Record excerpts ->
——————

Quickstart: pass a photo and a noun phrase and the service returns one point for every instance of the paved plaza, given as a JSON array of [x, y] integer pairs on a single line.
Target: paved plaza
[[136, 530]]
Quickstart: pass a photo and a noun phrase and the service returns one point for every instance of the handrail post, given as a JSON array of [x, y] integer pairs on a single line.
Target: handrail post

——————

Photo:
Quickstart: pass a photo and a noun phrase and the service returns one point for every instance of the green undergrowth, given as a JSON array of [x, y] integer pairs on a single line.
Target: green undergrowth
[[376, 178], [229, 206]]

——————

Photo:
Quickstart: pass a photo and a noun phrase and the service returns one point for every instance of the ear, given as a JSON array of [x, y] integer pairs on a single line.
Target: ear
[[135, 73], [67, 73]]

——————

Given instruction ->
Extract every line of the records above that contains the word "paved". Case counts.

Answer to this problem ->
Quickstart: pass a photo and a noun phrase and the service returns one point for every instance of the paved plaza, given as a JSON array of [x, y] integer pairs on a single line.
Target: paved plaza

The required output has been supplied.